Among the lines of the entries below, count those containing the word "outstretched" and answer with the number only.

> **Information given**
━━━━━━

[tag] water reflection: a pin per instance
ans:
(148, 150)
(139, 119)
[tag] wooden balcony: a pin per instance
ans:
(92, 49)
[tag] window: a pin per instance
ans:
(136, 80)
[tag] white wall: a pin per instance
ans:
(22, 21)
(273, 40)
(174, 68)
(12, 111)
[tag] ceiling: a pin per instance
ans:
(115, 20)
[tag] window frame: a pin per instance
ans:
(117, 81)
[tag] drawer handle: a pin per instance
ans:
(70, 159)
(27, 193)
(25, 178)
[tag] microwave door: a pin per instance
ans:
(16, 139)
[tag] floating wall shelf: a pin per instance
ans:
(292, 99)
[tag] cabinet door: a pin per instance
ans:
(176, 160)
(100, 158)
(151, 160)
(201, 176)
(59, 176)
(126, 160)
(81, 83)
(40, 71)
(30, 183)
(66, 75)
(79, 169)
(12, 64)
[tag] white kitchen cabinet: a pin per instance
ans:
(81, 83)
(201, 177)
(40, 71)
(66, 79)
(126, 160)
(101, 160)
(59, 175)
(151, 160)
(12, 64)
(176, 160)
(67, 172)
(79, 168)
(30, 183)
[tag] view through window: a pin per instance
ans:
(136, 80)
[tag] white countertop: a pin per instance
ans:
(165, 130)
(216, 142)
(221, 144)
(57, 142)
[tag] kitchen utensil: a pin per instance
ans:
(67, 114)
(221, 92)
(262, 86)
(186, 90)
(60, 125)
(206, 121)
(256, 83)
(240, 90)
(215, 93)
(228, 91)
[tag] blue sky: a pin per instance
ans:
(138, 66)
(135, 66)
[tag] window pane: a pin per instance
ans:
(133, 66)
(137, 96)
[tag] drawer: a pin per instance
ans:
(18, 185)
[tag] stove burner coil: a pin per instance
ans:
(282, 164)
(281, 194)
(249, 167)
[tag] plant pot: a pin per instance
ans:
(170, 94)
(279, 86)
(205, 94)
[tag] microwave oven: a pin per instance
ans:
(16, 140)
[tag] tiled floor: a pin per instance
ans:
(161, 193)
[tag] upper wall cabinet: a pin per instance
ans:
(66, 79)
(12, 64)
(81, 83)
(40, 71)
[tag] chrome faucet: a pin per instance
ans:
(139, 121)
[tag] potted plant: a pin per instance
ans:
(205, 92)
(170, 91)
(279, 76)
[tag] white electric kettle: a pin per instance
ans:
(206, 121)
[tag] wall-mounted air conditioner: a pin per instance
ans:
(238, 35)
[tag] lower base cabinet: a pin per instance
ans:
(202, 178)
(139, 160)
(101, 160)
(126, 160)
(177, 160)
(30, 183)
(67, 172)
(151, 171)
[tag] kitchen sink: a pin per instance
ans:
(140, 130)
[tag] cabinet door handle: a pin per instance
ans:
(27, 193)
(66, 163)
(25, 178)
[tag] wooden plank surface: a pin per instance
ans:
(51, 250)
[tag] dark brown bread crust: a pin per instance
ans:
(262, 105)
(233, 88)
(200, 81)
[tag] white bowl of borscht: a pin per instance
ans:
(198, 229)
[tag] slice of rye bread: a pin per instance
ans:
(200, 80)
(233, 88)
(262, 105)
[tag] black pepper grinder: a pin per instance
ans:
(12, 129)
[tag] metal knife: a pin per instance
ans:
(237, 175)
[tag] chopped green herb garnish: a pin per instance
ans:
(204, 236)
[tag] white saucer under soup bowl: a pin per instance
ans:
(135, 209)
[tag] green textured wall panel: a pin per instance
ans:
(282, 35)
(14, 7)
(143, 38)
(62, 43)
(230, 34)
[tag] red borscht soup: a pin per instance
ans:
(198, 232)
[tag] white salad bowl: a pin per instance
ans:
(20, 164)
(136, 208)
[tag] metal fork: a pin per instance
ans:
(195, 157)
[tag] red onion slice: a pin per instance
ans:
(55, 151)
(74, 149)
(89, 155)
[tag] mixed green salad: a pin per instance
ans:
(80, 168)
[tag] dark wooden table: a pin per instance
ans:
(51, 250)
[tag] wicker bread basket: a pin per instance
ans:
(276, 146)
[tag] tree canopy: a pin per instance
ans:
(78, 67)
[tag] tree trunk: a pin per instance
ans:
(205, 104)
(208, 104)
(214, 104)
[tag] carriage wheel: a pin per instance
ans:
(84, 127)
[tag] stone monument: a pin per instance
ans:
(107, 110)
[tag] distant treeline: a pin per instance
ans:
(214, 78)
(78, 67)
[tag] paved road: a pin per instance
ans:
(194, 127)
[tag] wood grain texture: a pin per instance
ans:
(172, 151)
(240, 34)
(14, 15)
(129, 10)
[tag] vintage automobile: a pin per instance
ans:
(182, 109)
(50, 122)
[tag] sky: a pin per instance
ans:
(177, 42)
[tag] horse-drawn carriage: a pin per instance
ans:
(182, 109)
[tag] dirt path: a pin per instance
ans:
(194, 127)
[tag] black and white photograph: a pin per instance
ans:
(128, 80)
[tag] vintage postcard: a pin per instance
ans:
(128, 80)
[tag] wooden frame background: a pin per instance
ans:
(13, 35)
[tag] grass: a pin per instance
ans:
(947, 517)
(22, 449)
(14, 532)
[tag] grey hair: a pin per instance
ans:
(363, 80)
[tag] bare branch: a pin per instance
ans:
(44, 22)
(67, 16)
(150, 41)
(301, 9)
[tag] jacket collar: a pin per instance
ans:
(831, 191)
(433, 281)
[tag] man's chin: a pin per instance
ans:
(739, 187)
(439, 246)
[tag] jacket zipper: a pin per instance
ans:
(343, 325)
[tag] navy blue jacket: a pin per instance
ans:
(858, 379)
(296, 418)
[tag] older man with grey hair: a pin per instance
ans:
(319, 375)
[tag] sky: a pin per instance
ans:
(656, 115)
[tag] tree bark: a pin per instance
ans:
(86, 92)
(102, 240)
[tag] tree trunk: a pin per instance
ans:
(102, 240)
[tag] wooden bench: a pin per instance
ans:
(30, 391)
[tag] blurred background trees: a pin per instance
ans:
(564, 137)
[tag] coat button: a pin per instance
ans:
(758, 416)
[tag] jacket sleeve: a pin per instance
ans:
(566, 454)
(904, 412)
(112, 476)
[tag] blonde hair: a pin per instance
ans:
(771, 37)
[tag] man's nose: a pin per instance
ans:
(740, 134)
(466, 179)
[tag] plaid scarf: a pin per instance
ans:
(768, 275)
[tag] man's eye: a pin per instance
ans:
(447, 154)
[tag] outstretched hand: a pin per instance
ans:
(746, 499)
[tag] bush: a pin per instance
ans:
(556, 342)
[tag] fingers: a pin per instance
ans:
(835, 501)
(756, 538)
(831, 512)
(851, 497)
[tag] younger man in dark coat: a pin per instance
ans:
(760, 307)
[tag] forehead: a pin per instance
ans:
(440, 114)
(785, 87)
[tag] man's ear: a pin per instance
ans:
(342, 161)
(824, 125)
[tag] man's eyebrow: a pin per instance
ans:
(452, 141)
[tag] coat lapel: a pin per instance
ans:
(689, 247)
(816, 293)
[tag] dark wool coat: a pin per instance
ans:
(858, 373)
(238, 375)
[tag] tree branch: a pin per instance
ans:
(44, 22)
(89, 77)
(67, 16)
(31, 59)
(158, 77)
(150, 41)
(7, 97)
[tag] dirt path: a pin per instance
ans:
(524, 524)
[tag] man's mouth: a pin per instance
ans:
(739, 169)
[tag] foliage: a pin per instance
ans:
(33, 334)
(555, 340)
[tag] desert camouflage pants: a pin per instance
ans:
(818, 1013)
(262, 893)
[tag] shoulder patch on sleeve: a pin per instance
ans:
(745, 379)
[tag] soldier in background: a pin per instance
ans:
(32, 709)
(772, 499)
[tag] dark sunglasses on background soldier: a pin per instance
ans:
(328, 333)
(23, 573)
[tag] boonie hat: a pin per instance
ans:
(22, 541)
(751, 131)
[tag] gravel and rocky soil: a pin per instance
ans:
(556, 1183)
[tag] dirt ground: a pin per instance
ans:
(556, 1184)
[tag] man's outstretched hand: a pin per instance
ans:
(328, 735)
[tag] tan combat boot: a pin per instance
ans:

━━━━━━

> **Answer box**
2